>> START Data for this task

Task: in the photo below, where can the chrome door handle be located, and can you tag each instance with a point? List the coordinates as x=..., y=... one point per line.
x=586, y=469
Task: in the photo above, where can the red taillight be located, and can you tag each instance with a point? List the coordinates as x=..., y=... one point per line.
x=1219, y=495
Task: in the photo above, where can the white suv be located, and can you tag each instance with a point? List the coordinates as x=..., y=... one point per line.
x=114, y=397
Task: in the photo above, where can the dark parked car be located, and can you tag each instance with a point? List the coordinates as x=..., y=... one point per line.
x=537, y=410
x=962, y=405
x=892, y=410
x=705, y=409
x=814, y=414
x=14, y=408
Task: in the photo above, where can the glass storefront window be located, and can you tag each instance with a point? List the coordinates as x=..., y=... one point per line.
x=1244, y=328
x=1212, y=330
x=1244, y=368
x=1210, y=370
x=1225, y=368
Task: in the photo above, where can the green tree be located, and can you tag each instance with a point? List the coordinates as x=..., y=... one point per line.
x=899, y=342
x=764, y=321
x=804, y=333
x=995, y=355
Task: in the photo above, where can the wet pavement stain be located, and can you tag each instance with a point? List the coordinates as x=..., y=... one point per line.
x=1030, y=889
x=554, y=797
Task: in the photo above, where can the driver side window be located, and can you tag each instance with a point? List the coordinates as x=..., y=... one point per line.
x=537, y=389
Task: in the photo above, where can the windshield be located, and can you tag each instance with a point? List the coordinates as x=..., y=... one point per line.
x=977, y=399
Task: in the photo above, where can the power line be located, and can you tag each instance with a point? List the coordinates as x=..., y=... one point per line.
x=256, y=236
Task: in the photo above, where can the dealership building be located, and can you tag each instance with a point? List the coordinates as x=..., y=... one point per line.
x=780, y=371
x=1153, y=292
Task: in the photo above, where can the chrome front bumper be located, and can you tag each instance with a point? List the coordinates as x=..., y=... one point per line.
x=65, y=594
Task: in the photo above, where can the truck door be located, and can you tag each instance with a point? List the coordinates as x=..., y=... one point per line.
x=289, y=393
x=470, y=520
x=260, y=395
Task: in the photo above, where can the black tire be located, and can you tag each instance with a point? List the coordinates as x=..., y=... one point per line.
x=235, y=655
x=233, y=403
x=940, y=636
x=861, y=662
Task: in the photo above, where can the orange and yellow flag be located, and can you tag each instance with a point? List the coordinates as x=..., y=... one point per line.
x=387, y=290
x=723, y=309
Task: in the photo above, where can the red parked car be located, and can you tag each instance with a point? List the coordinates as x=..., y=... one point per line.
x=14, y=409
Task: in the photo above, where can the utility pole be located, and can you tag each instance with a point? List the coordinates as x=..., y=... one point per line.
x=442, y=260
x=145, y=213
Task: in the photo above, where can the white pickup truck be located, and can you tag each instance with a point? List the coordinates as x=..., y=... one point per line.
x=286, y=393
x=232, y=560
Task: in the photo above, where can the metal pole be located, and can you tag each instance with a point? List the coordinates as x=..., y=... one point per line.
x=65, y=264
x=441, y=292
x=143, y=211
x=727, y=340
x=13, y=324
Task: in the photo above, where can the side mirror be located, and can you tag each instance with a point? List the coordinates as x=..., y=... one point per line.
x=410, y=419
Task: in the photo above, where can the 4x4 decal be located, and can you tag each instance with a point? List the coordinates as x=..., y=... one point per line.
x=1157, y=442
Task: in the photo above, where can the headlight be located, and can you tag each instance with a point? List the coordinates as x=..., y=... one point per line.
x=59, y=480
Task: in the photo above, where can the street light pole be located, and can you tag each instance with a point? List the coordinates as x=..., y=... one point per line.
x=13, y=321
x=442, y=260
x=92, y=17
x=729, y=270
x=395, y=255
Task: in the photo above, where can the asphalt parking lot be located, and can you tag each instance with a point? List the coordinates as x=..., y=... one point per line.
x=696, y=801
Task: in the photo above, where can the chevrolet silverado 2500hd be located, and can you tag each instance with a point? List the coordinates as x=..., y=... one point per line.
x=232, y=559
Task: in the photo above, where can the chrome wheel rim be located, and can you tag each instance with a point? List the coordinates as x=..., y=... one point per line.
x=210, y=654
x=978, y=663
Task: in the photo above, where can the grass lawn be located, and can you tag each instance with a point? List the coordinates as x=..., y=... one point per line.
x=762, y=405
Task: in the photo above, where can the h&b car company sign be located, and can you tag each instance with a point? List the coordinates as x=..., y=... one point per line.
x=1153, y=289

>> END Data for this task

Present the whole listing above as a two-column CSV with the header row instruction,coordinates, one row per entry. Put each entry's text and its answer in their own double-quoted fields, with line breaks replaced by spaces.

instruction,coordinates
"Task: in the photo below, where can the chrome door handle be located, and can you tag each instance with a point? List the coordinates as x=..., y=... one point per line.","x=586, y=469"
"Task: in the photo above, where can the red taillight be located, and can you tag each instance with a point? List the coordinates as x=..., y=... one point per line.","x=1219, y=495"
"Task: in the photo above, where can the white suv be located, and can you tag each instance with a point? List the coordinates as x=..., y=... one point per line.","x=114, y=397"
"Task: in the photo above, where can the dark parked car be located, and can you tag each instance with a point? List the coordinates as x=..., y=... one point per line.","x=537, y=410 x=962, y=405 x=892, y=410 x=705, y=409 x=814, y=414 x=14, y=408"
"Task: in the photo above, where can the glass storefront window be located, and can you tag each instance with a point? List the coordinates as x=..., y=... one point per line.","x=1244, y=328 x=1212, y=330 x=1244, y=368 x=1210, y=370 x=1225, y=368"
"Task: in the photo above, where can the green tree be located, and can you tag each instance with a point? List the coordinates as x=..., y=... one point per line.","x=899, y=342 x=764, y=321 x=804, y=333 x=995, y=355"
"Task: in the photo above, where can the wet pavement stain be located, and can you tag each instance with a point? List the coordinates as x=..., y=... one point per line.","x=1030, y=889 x=554, y=797"
"Task: in the photo above, where can the driver side window be located, and can you tag each instance with a point? List the coordinates as x=..., y=... one point per line.","x=537, y=389"
"Task: in the photo above, where can the windshield be located, and can you tag each instance with a point? List the coordinates as x=..., y=... one point per line.","x=977, y=399"
"Task: in the photo above, where can the power line be located, and can you tag each instance with a point? List the coordinates as x=..., y=... one point per line.","x=256, y=236"
"Task: in the photo above, where can the dealership building be located, and can you tag each instance with a point? List the coordinates as x=..., y=... one point per line.","x=780, y=371 x=1153, y=292"
"Task: in the photo above, where can the chrome front bumper be located, and can you tag each instance with a point? List the coordinates as x=..., y=... one point per line.","x=65, y=594"
"Task: in the photo above, where can the truck door be located, and can you tag each instance with a point? List the coordinates as x=..., y=... one point per line.","x=289, y=393 x=470, y=520 x=260, y=395"
"Task: in the photo above, where can the black tire be located, and can you tag each instance with a point? List the coordinates as x=..., y=... one point per line.","x=235, y=655 x=233, y=403 x=940, y=636 x=861, y=662"
"Task: in the photo above, where can the orange and yellow flag be located, and can you tag each instance with a point? List the coordinates as x=..., y=... one point per line.","x=387, y=290 x=723, y=309"
"Task: in the photo above, where can the red parked car be located, and can you tag each instance with a point? List the coordinates as x=..., y=... one point per line.","x=14, y=409"
"Task: in the photo above, where can the utility pole be located, and can you tag each instance with a point? List the coordinates as x=..., y=... one point per line.","x=442, y=260 x=145, y=213"
"Task: in the photo above, where can the white pickup truck be located, and can you tag each instance with a point? List the coordinates as x=..., y=... one point per line.","x=286, y=393 x=232, y=560"
"Task: in the photo above, where can the metal pole be located, and can you tag each instance with a point? List the coordinates as x=..., y=... one point per line.","x=65, y=264 x=441, y=292 x=143, y=211 x=727, y=340 x=13, y=324"
"Task: in the photo above, where can the side mirror be located, and can you tag each instance with a point? List the coordinates as x=..., y=... one point per line.","x=410, y=419"
"Task: in the photo above, where can the 4x4 decal be located, and can you tag each instance with a point? List the coordinates as x=..., y=... one point per line.","x=1157, y=442"
"Task: in the photo above, where can the headlight be located, and can you tag each instance with a point? List the coordinates as x=..., y=... one point per line.","x=59, y=480"
"Task: in the photo above, where can the street light pole be located, and can you tag each instance with a point? List the coordinates as x=..., y=... one point per line.","x=13, y=321 x=442, y=260 x=92, y=17 x=729, y=270 x=395, y=255"
"Task: in the photo above, where can the asphalt parking lot be located, and can you tag each instance with a point? List the coordinates as x=..., y=... one point per line.","x=696, y=801"
"Task: in the photo above, where can the chevrolet silverado 2500hd be located, and can you tag each instance with a point? List the coordinates as x=..., y=... one point per line.","x=232, y=559"
"Task: in the photo above, where can the chrome wheel rim be located, and can you tag each instance with a point? List the coordinates as x=..., y=... one point per line.","x=210, y=654 x=978, y=663"
"Task: in the photo above, where can the grass lawn be located, and can you tag each instance with a point? List the coordinates as x=..., y=... one point per line.","x=762, y=405"
"Task: in the photo above, where can the h&b car company sign be located, and can you tag each instance with a point? List the coordinates as x=..., y=... one point per line.","x=1153, y=289"